### [Quoted passage]
──────────────────────────────

As the South became divided over the slavery issue, it opened the doors for the Union to take advantage in many ways.  The Union’s ability to persuade Border and Middle South anti-confederate White men to enlist against the Confederacy was a major factor for their victory.  This, along with the integration of freed slaves into the Union army and economy, helped their already superior numbers and resources.  Furthermore, the Union’s capability of controlling Border South cities improved its aims toward victory.  It was with the help of these anti-confederates and runaway slaves that the North was able to win and sustain occupancy in the western theatre of the Civil War, thus allowing for a greater concentration of Union men and resources to be allocated to the eastern theatre.  Additional explanations for the outcome of the Civil War have attempted to focus on other external and internal causes to the South’s demise.  However, there are serious questions about the validity of these arguments, which deserve some additional discussion.  Despite these other attempts, the evidence remains:  just as slavery was the cause of the Civil War, it would also become the reason behind southern defeat.
Anti-confederate Whites were only one part of how the Union would exploit the issue of slavery against the South.  Another was assimilating runaway southern slaves into the Union army.  At first the Union was hesitant to incorporate former southern slaves into the army.  Although there was the introduction of Henry Halleck’s General Orders #3, which stated that runaway slaves were prohibited in the Union army, this order became impractical to follow as many Northerners either soundly rejected or often ignored it.  They saw too many benefits in allowing runaway slaves to join and help the Union.  Rejecting slaves and returning them to the South would only help the Confederacy in its bid to win independence.  If the North did not use the slaves, the South surely would have.  In addition, slaves provided the best resistance against southern guerilla attacks.  Slaves had inside knowledge and knew where Confederate soldiers hid and when attacks would take place. (Freehling 101-102) 
In all, over 178,000 black soldiers joined the Union army against the Confederacy. (Freehling 121)  Largely, they maintained and resisted Confederate guerilla attacks over areas recently won by Union forces. For the North to secure an area, primarily an area in the western theatre, only to lose it again to the South did more harm than good.  The North needed to sustain the gains they made in the western theatre.  Leaving behind tens of thousands of white soldiers to protect forts, contraband camps and railroad tracks would injure the Union in future battles. (Freehling 150) The Union army needed the expertise and training of its white soldiers on the front lines.  The North answered this question by substituting the black soldier for the white soldier.  Black soldiers garrisoning conquered territory became essential to Union victory.  Garrisoning work was often unpleasant, boring and dangerous, which white soldiers despised.  Thus, they welcomed the idea of black soldiers performing them.  Most importantly, this concept allowed for more trained white soldiers to fight among the armies of Grant and Sherman.  Their addition also offset the need to draft more Union men.  While the North drafted around 200,000 white men, they gained about the same number of freed slaves. (Freehling 146)  Even though the North did suffer from draft riots, one could make the case that they would have been far worse if not for the enlisting of black men.
Although, not as prevalent as garrisoning forts, but nevertheless equally as important, many Black soldiers also fought on the front-lines in battles for the Union army.  Such battles as Fort Wagner, Milliken’s Bend, Port Hudson and Nashville provide evidence of success due to their assistance.  Even Ulysses S. Grant used black soldiers at the Battle of Petersburg against Robert E. Lee. (Freehling 135)  Whether it was protecting captured land and resources or fighting against the southern army, freed black soldiers were crucial to northern victory.

──────────────────────────────

### [Directives]
a. Reproduce the Civil War passage from "Although, not as" to "to northern victory.", putting "Cold Harbor" in place of "Petersburg".
b. Can you continue the passage on how slavery shaped the Union's Civil War victory, picking up after its final sentence?

### [Supplied material]

──────────────────────────────

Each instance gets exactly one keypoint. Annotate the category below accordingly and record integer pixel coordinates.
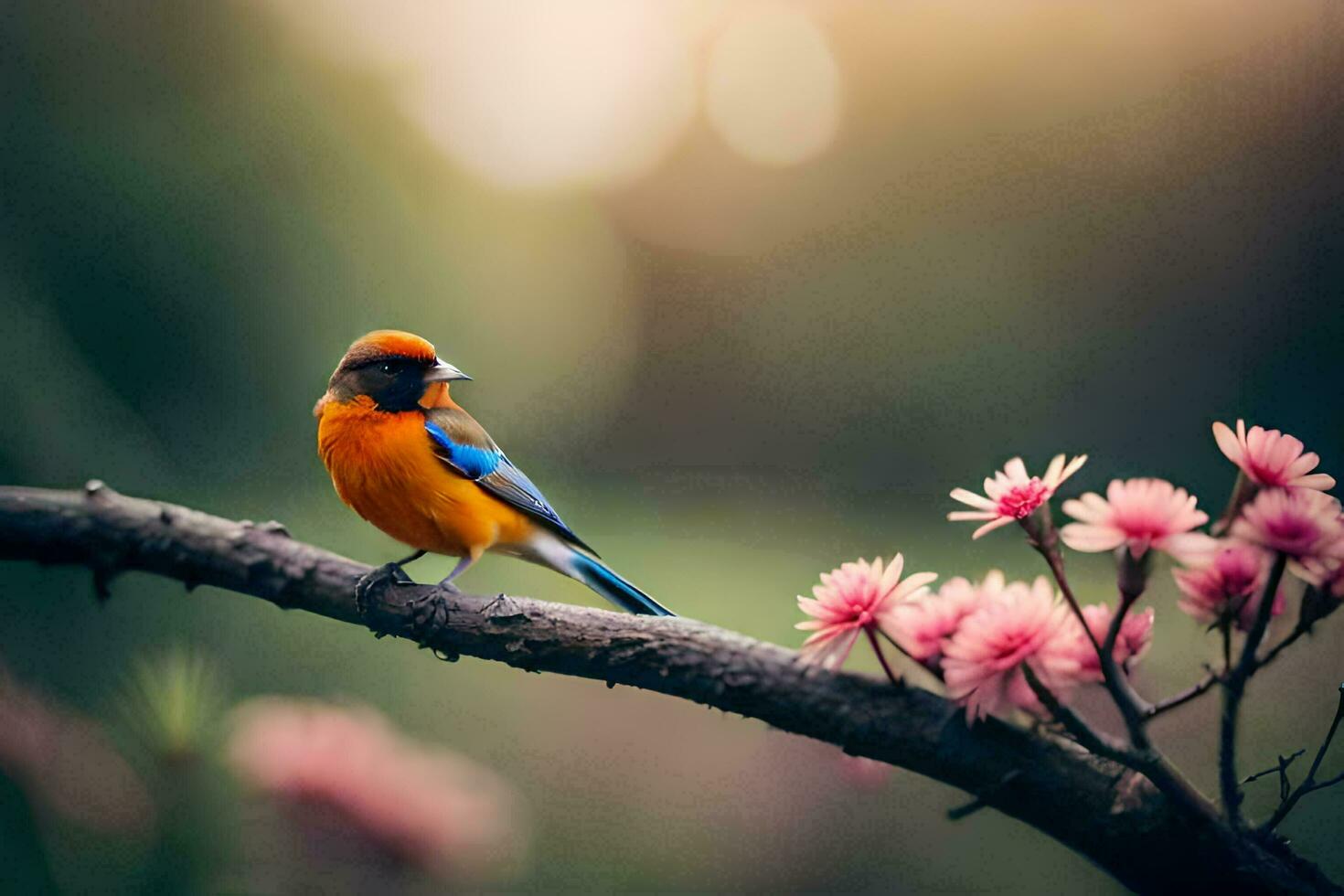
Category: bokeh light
(773, 86)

──────────────────────────────

### [Task responses]
a.
Although, not as prevalent as garrisoning forts, but nevertheless equally as important, many Black soldiers also fought on the front-lines in battles for the Union army.  Such battles as Fort Wagner, Milliken’s Bend, Port Hudson and Nashville provide evidence of success due to their assistance.  Even Ulysses S. Grant used black soldiers at the Battle of Cold Harbor against Robert E. Lee. (Freehling 135)  Whether it was protecting captured land and resources or fighting against the southern army, freed black soldiers were crucial to northern victory.

b.
Former slaves also expanded the economic capabilities of the North, while diminishing the Confederacy’s ever more.  Freed slaves could produce for Northerners what they had been supplying to Southerners.  Former slaves produced cotton and sugar for the northern economy, only adding to the growing economy the North witnessed during the Civil War.  The Union army also benefited by consuming the food the former slaves produced.  As ex-slaves were boosting the northern economy, the South’s already frail economic situation was worsening.  Many plantations became unattended because of the freed slaves.  This resulted in severe bread riots throughout southern cities and Confederate army units.  This shortage of food compounded the resource disadvantage the Confederacy already faced at the beginning of the war.
With the added naval resource from the obtained border states, the Union was able to control the Atlantic Ocean and Gulf of Mexico.  This prevented European intervention and limited shipments leaving the Confederacy to Europe.  Cities such as New Orleans, Baton Rouge, Natchez and Vicksburg did succumb to the dominant Union navy, thus providing the Union with the opportunity to perform its other military objective.
            With the fall of New Orleans in 1862 and Vicksburg in 1863, along with other major western theatre cities, the North severely divided the South’s landmass.  The Union’s next step was to encircle Robert E. Lee and his Army of Northern Virginia in the eastern theatre.  The North’s ability to leave behind tens of thousands of black troops to uphold their military gains in the western theatre allowed for more trained white soldiers in Sherman’s army to march east to confront Joseph E. Johnston’s and eventually John Bell Hood’s southern army.  As Sherman advanced eastward towards the sea, Grant gathered his 120,000 soldiers in Virginia and headed towards Lee.  Sherman devastated several southern states while Grant was able to surround and force Lee and his army to surrender.  The ability of the North to have additional men and resources to keep Lee and his army occupied in the eastern theatre for the early part of the Civil War while the North fought and won the western theatre, proved to be the final reason for northern victory on the battlefield.  The North had the added men and resources ultimately due to the South being divided over the issue of slavery, and the many outfalls of that fact.
Historians’ interpretations of why the South lost the Civil War extend over a broad spectrum.  Each popular explanation attempts to show either some sort of internal or external cause for southern defeat.  And since there is not consensus on why the South lost the Civil War, it becomes necessary to address the different arguments and dispute their validities.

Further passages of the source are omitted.